> [Task to complete]: Please filter the entries below and copy out every line that contains the string "door", keeping each line unchanged.

> [Data]:
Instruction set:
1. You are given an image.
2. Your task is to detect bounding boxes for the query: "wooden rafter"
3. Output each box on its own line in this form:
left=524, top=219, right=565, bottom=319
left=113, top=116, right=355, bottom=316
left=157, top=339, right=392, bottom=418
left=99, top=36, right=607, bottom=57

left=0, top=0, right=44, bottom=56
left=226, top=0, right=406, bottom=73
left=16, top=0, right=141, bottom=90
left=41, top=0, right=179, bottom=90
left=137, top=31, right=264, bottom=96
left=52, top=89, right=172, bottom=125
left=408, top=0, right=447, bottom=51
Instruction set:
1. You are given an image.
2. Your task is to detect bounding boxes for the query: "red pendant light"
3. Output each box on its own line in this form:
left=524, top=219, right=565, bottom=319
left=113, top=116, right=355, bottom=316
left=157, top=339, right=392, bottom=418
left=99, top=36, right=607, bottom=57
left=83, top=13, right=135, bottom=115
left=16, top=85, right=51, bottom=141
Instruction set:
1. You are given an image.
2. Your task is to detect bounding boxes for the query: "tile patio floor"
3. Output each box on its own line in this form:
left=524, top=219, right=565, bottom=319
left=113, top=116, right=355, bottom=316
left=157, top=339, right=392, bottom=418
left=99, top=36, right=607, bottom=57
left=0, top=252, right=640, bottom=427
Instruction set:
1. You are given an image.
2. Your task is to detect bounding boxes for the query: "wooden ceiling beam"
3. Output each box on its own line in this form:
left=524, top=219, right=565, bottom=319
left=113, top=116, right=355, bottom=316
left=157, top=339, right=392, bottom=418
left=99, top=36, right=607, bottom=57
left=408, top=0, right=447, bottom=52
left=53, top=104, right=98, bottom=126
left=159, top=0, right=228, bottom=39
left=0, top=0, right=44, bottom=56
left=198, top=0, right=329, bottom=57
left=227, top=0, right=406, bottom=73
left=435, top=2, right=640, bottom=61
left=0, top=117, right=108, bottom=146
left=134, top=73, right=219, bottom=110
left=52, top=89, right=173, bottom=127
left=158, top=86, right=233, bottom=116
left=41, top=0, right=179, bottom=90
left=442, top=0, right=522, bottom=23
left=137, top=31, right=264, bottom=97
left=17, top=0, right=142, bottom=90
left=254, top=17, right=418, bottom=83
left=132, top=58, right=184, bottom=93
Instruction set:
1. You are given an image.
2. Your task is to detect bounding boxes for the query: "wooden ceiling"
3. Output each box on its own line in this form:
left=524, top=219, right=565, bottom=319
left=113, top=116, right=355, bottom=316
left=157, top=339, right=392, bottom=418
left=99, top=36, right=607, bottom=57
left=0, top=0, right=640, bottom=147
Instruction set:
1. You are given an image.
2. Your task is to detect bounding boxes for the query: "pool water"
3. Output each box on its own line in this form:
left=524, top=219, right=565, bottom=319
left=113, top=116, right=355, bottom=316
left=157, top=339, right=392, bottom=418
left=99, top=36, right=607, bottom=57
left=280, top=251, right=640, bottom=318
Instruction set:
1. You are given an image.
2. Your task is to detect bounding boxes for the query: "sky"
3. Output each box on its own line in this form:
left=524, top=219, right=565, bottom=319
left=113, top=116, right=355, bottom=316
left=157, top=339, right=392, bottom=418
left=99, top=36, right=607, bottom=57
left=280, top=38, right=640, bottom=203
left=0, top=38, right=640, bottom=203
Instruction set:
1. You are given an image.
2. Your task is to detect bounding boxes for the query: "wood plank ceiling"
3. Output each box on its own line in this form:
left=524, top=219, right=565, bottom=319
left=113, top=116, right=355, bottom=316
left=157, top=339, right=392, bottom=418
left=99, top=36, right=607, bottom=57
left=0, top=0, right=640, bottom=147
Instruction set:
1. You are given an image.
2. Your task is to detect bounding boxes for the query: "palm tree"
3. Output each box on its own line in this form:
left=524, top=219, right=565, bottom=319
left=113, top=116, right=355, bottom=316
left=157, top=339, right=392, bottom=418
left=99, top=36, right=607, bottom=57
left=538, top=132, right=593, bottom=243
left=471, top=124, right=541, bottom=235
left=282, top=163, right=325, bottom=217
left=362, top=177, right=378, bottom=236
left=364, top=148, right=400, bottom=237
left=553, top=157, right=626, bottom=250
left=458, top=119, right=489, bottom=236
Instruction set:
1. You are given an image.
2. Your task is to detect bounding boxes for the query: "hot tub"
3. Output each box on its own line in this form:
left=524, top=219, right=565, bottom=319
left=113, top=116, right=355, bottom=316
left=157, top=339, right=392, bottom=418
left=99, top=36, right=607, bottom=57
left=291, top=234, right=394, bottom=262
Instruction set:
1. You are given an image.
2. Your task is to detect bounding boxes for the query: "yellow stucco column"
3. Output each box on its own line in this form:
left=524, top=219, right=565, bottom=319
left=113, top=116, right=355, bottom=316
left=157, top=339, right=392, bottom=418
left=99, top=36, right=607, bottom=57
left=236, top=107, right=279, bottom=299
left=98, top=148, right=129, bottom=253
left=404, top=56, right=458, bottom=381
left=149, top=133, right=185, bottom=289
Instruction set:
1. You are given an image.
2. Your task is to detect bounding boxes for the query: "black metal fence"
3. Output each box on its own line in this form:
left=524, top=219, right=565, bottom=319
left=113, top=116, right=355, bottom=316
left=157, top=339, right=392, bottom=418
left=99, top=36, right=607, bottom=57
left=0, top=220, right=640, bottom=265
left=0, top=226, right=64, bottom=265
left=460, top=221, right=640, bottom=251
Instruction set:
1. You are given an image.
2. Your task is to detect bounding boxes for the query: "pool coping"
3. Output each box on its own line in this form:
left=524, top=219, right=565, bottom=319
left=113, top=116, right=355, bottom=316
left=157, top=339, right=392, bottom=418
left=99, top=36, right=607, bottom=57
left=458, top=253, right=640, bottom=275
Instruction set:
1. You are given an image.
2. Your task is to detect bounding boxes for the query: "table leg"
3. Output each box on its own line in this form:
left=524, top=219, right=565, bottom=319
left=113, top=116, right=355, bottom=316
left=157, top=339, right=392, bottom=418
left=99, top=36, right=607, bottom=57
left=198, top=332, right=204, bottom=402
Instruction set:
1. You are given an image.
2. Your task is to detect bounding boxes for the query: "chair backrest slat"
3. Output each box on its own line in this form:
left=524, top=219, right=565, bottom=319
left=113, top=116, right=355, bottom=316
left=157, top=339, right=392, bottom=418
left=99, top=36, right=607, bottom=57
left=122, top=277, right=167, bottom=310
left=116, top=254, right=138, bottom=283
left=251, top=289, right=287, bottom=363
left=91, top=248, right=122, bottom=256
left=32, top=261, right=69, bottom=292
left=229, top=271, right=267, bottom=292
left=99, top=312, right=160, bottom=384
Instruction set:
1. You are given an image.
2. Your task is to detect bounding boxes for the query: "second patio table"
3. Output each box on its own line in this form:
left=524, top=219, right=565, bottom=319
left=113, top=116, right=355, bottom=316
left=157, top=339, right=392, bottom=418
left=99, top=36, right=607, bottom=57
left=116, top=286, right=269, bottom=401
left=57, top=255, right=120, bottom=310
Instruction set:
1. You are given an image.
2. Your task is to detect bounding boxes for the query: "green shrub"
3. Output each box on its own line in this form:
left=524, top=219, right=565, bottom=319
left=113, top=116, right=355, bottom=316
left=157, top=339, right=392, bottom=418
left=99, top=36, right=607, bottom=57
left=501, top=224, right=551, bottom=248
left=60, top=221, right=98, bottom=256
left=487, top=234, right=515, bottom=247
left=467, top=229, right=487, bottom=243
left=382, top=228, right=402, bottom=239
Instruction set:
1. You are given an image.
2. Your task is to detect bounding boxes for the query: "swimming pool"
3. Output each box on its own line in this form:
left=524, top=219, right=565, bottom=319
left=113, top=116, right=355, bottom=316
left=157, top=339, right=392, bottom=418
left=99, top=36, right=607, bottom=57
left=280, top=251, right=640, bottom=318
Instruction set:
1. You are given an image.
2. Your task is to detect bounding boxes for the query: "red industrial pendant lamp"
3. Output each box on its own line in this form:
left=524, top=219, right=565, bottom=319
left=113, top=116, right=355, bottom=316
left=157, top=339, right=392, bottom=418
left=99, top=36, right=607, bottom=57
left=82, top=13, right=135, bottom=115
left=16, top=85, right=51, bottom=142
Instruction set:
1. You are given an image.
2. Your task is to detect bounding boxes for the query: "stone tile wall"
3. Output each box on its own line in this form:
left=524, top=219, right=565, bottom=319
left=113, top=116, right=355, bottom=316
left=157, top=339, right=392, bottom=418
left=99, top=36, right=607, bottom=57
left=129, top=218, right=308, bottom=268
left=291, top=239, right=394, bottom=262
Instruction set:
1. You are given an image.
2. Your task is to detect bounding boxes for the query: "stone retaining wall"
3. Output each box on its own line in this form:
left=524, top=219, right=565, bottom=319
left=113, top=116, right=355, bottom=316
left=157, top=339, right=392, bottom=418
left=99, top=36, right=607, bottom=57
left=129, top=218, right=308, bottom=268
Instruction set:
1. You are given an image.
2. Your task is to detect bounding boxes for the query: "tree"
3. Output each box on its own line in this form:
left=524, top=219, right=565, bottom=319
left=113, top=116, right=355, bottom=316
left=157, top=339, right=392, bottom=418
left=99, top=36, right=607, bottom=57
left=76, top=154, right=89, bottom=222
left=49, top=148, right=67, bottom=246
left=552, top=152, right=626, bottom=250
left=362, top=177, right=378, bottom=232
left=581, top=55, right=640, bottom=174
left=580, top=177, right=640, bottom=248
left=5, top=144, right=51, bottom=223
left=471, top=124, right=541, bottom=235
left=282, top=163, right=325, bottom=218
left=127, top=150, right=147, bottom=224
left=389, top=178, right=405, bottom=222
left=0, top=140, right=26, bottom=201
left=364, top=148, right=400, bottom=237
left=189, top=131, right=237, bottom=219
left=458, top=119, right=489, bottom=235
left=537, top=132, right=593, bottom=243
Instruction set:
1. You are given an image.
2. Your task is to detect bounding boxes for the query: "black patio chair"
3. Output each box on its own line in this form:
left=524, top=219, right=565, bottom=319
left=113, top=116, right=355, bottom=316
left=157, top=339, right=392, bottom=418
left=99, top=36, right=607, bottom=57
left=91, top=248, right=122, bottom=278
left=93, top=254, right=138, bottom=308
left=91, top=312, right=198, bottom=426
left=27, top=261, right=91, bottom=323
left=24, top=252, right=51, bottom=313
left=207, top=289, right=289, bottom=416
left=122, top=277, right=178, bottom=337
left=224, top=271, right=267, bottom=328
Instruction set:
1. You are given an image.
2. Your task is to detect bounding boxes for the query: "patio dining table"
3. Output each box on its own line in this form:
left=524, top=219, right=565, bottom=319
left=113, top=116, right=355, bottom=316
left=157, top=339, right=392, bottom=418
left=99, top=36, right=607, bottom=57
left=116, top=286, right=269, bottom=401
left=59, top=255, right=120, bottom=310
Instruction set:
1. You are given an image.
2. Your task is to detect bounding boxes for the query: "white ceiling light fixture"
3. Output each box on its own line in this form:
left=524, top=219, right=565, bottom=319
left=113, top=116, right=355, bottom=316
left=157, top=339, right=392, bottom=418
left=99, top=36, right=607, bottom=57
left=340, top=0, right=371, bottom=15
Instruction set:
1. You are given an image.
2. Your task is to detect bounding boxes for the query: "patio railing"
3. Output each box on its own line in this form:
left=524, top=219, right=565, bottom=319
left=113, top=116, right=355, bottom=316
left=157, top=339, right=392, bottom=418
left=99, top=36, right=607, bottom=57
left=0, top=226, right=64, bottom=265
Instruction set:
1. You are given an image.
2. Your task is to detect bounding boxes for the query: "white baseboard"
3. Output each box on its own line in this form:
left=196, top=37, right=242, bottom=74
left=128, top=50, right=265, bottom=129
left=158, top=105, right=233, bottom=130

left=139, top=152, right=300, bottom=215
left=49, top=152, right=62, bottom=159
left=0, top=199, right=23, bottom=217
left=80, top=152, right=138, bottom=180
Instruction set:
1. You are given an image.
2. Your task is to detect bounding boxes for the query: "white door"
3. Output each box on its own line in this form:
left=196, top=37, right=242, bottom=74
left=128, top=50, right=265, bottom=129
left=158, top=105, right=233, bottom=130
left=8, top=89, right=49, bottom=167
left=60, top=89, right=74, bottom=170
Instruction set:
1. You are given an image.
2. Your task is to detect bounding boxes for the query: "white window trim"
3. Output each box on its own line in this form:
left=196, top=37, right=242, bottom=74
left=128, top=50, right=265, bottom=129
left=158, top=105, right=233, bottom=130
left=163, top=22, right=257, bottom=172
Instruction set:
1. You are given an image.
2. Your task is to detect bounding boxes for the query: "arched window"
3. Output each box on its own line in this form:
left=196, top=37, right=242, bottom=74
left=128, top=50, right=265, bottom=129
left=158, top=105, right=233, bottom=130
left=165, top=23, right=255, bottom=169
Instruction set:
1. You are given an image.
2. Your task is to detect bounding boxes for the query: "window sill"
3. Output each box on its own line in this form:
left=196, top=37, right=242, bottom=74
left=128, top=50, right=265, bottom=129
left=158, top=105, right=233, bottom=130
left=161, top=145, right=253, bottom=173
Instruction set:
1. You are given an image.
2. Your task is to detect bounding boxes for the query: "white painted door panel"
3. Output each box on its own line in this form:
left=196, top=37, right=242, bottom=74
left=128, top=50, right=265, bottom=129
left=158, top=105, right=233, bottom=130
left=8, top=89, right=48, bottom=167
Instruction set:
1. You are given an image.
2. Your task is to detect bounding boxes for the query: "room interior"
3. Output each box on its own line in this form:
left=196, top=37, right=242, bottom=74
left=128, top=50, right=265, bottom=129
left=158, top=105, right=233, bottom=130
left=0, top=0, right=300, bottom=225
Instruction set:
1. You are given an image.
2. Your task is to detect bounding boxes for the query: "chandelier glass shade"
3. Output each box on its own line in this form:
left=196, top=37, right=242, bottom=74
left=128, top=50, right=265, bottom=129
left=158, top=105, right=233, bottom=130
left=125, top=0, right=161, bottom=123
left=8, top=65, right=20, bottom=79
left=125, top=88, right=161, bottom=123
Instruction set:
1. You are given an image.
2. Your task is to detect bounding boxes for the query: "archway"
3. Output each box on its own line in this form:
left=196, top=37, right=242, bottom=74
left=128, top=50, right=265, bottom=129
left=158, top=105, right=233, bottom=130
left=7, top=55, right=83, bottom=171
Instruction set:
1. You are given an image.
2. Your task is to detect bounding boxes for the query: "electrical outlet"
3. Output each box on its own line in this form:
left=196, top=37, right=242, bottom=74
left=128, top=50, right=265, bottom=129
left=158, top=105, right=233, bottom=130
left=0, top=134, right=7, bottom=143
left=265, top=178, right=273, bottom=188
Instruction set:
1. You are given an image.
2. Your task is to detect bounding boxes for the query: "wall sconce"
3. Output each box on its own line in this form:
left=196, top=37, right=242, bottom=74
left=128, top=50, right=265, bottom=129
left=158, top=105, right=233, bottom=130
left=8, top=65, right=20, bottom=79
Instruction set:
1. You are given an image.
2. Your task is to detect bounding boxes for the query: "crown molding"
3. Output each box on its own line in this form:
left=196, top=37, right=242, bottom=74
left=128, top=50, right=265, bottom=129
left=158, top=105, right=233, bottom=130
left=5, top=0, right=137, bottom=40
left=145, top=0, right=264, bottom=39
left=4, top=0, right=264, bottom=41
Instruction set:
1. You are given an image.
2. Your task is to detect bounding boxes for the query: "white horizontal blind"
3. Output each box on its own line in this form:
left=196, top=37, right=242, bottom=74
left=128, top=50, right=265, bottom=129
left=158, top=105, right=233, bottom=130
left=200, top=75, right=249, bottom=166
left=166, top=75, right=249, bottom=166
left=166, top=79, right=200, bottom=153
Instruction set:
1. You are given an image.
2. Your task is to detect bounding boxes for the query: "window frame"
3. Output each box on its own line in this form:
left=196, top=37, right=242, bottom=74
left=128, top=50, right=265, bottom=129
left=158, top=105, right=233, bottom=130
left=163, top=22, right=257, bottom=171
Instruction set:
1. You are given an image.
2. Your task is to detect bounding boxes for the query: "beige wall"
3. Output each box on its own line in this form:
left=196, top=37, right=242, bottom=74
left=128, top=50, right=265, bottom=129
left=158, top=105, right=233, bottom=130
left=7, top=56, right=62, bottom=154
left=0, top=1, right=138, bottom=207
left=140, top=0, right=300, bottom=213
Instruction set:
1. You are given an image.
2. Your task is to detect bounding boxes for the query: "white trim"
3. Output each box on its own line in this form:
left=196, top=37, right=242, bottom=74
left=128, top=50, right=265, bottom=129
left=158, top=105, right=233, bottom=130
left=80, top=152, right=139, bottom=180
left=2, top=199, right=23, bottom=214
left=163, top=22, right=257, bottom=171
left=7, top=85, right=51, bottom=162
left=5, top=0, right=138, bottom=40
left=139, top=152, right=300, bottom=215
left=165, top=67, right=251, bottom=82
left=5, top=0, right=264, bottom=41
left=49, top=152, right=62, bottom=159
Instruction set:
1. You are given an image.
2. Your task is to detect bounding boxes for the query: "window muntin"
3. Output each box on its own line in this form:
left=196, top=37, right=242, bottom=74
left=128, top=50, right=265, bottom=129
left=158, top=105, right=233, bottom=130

> [Right answer]:
2. Your task is to detect bounding boxes for the query: "white door"
2. Your task is to detect bounding boxes for the query: "white painted door panel"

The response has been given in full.